Task to complete -> Return verbatim the run of lines that opens with the line holding "Locate the trimmed" and closes with the last line of the records.

Provided records ->
================

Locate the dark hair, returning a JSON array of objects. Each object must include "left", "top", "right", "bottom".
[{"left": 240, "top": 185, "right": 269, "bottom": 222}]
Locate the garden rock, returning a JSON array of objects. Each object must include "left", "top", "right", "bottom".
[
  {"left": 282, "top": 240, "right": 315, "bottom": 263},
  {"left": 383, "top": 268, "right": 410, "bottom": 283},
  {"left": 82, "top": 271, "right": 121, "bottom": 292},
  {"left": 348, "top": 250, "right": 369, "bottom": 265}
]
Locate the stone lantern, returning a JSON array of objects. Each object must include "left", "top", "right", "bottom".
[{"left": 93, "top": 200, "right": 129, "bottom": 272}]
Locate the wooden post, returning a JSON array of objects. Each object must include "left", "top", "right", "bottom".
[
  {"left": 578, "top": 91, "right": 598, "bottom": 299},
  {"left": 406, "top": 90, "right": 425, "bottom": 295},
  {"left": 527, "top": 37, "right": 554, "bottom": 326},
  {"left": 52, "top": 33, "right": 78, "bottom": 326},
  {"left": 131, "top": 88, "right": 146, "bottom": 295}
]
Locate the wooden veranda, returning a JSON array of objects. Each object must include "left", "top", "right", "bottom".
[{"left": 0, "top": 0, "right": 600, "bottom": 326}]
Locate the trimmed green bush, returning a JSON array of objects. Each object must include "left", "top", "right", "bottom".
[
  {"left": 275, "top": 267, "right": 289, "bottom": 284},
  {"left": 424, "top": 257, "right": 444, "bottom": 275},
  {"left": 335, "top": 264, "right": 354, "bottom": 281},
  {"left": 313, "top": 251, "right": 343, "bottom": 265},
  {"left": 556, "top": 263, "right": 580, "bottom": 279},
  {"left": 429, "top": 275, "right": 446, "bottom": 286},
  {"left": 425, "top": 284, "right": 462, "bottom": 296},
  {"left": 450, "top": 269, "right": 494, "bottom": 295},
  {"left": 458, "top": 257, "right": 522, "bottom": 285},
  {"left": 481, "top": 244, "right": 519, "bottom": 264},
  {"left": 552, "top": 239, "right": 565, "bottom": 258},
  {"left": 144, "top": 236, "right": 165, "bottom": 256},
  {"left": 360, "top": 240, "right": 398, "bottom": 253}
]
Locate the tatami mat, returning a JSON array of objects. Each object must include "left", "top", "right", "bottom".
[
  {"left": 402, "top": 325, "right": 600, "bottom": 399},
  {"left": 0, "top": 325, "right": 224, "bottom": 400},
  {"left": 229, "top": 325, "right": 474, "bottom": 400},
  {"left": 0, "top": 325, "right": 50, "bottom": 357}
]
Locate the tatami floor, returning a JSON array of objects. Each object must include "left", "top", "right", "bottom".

================

Finished answer ->
Locate the trimmed green bush, returning a JSON array of objects. Each object must include "left", "top", "right", "bottom".
[
  {"left": 275, "top": 267, "right": 289, "bottom": 284},
  {"left": 424, "top": 257, "right": 444, "bottom": 275},
  {"left": 335, "top": 264, "right": 354, "bottom": 281},
  {"left": 313, "top": 251, "right": 343, "bottom": 265},
  {"left": 556, "top": 263, "right": 580, "bottom": 279},
  {"left": 429, "top": 275, "right": 446, "bottom": 286},
  {"left": 425, "top": 284, "right": 462, "bottom": 296},
  {"left": 450, "top": 269, "right": 494, "bottom": 295},
  {"left": 458, "top": 257, "right": 522, "bottom": 285},
  {"left": 481, "top": 244, "right": 519, "bottom": 264},
  {"left": 552, "top": 239, "right": 565, "bottom": 258},
  {"left": 144, "top": 236, "right": 165, "bottom": 256},
  {"left": 360, "top": 240, "right": 398, "bottom": 253}
]
Locate the tatami mat, returning a JSON array of objects. Each object must include "left", "top", "right", "bottom".
[
  {"left": 402, "top": 325, "right": 600, "bottom": 399},
  {"left": 0, "top": 325, "right": 224, "bottom": 400},
  {"left": 229, "top": 325, "right": 474, "bottom": 400},
  {"left": 0, "top": 325, "right": 50, "bottom": 357}
]
Locate the tatami floor, returning a JSON array of objects. Each object must include "left", "top", "right", "bottom".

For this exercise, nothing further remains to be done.